Problem: In the entries below, count every line with the word "tourist". Return only the count.

Task inputs:
————————

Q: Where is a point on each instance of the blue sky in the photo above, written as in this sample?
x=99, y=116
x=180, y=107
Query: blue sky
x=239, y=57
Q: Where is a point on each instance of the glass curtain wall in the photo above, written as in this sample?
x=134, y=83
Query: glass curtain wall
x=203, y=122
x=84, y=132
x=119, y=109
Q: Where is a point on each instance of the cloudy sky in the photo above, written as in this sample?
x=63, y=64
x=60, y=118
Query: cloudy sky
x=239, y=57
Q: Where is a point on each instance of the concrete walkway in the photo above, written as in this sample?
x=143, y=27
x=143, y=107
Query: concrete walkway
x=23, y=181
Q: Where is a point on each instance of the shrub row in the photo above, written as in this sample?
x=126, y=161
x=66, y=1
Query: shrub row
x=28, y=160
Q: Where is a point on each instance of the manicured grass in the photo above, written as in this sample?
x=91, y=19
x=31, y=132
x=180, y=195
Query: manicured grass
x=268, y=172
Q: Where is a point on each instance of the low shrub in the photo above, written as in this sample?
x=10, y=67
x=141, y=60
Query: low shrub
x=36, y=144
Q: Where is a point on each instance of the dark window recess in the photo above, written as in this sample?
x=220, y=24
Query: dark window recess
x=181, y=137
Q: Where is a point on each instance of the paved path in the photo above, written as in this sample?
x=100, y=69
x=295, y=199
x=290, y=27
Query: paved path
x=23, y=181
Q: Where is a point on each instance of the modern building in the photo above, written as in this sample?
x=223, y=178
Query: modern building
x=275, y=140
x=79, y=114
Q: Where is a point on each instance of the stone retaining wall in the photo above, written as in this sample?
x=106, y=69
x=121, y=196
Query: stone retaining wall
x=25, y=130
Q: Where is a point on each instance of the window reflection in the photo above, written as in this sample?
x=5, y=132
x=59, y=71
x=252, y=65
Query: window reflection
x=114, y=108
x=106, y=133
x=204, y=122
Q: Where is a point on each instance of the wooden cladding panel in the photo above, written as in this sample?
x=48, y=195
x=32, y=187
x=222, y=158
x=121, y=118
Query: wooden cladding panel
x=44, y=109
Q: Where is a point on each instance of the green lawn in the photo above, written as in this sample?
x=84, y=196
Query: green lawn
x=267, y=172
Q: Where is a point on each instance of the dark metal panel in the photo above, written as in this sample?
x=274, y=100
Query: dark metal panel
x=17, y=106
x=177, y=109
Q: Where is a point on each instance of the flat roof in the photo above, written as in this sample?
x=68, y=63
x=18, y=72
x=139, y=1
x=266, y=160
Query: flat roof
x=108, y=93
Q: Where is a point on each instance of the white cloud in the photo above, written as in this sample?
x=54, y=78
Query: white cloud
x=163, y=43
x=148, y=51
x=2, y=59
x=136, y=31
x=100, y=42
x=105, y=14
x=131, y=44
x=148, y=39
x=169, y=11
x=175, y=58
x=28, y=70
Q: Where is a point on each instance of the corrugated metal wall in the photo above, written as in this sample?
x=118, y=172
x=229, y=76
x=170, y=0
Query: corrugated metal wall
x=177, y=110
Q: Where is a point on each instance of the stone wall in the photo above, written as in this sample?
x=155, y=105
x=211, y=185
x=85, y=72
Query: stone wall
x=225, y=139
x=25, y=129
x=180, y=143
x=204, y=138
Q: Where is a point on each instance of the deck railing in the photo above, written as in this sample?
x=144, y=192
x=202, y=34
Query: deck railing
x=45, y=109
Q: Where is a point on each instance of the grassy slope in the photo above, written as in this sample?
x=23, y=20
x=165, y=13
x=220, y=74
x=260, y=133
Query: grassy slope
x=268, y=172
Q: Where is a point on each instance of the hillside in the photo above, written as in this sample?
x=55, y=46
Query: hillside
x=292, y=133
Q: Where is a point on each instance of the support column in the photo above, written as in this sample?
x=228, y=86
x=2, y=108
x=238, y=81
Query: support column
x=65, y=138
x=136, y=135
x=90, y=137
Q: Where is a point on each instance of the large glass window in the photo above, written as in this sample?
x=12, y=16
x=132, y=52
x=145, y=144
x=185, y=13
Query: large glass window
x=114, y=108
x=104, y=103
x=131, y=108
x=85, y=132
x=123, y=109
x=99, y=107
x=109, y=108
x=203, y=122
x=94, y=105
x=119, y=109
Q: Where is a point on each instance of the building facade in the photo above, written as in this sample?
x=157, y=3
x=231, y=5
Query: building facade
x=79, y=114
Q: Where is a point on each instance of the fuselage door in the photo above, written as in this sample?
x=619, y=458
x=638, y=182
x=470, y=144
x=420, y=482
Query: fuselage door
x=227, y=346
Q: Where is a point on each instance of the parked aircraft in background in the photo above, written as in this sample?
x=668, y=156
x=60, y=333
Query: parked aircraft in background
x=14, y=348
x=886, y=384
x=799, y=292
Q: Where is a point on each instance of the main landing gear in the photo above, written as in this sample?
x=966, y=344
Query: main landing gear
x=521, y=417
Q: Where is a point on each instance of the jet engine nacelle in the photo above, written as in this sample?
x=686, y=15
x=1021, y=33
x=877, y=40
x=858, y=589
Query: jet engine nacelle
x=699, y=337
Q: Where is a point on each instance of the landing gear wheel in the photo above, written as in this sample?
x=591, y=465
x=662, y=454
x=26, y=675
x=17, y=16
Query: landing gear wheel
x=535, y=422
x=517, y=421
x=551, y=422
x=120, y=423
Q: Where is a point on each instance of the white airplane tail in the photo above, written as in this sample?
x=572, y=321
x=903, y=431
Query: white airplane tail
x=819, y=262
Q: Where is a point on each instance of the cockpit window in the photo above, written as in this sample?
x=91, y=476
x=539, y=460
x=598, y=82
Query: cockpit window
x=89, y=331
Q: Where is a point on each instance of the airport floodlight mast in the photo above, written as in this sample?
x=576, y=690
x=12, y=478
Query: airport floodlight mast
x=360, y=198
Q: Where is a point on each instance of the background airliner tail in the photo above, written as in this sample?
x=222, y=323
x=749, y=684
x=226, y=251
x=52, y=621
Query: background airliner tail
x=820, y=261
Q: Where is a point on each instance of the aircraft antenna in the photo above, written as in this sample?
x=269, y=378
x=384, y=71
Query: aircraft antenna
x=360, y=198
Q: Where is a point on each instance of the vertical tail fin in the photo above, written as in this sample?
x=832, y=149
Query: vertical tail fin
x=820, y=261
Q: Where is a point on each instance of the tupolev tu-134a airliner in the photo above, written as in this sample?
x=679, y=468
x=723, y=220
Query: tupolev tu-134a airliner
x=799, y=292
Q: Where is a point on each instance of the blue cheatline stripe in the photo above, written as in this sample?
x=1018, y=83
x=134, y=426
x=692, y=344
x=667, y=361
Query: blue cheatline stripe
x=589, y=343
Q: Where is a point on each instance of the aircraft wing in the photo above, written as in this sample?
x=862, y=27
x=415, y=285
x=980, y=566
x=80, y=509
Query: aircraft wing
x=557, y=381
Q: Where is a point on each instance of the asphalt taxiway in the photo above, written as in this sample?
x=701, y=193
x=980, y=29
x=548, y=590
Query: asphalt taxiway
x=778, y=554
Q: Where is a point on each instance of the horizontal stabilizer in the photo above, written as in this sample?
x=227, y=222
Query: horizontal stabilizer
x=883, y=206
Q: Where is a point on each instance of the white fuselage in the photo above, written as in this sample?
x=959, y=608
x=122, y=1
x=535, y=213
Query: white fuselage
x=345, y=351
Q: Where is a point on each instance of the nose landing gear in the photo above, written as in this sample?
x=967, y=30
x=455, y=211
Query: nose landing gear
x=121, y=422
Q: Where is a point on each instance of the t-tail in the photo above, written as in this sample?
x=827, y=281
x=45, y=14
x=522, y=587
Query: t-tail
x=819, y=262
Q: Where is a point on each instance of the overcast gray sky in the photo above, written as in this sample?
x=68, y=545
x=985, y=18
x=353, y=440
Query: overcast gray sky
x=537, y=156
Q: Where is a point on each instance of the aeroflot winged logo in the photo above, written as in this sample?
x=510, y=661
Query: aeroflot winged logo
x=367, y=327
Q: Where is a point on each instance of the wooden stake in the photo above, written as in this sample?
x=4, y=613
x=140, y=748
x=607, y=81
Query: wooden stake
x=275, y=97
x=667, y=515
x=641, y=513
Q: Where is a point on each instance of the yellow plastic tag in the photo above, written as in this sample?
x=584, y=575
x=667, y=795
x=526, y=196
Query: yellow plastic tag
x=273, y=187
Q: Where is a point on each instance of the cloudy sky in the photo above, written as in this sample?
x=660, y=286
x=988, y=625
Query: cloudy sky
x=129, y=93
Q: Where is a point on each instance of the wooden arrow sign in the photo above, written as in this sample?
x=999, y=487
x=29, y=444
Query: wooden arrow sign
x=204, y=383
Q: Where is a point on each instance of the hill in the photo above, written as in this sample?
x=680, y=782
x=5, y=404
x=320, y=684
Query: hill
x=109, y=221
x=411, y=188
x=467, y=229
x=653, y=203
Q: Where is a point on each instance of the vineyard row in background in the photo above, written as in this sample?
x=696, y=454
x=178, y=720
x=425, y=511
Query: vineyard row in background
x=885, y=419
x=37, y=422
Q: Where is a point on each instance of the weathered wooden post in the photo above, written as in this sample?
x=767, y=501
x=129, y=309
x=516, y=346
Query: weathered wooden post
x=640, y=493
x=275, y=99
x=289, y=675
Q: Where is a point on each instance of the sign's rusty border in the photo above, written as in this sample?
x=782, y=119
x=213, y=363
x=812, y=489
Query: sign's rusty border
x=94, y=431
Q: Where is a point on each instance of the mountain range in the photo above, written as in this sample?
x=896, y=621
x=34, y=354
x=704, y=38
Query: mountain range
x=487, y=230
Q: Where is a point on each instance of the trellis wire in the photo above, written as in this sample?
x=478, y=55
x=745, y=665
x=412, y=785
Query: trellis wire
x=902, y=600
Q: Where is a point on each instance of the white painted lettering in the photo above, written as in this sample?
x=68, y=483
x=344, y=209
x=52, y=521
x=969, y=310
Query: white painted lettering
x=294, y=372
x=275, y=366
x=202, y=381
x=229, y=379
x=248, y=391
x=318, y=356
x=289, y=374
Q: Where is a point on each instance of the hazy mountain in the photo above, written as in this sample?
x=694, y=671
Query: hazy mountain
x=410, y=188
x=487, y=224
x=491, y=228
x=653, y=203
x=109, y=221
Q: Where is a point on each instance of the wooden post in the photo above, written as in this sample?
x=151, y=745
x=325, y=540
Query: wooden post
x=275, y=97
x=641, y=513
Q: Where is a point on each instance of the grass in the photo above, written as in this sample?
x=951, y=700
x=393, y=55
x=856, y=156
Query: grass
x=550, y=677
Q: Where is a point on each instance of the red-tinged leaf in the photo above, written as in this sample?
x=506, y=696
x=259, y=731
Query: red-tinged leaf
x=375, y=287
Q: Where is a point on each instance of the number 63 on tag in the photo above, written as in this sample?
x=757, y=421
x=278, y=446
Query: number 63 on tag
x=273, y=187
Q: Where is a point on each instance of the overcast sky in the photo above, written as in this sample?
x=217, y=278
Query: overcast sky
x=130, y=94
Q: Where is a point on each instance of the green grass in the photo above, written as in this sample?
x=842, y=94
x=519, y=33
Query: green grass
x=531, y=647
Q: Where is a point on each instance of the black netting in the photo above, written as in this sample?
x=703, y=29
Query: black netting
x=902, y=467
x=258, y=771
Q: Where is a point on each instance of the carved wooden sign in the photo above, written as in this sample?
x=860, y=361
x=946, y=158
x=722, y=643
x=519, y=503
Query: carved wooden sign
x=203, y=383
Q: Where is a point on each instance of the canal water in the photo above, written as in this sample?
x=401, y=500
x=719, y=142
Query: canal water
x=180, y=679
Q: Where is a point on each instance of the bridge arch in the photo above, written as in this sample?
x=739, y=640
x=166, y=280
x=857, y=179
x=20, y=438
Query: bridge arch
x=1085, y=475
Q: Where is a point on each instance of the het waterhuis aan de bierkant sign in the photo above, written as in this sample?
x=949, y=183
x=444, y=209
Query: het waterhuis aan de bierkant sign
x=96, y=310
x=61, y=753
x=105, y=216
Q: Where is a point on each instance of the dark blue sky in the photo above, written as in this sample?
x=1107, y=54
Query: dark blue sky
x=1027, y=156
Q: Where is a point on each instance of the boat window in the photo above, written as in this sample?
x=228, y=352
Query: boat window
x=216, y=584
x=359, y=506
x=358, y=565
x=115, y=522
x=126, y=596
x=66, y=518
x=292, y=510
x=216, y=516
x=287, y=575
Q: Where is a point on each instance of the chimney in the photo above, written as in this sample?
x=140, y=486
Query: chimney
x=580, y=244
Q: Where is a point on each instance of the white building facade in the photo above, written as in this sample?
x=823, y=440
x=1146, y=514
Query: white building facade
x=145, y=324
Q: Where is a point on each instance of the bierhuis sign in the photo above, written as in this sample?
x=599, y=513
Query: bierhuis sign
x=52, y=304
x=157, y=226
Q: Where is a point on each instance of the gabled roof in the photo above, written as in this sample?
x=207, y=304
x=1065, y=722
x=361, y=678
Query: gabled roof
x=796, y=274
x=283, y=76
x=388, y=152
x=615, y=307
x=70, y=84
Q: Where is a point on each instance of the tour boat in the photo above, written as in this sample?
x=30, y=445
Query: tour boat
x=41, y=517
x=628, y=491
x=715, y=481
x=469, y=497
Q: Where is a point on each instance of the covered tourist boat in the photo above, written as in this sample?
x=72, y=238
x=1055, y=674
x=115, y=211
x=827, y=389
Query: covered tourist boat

————————

Response box: 2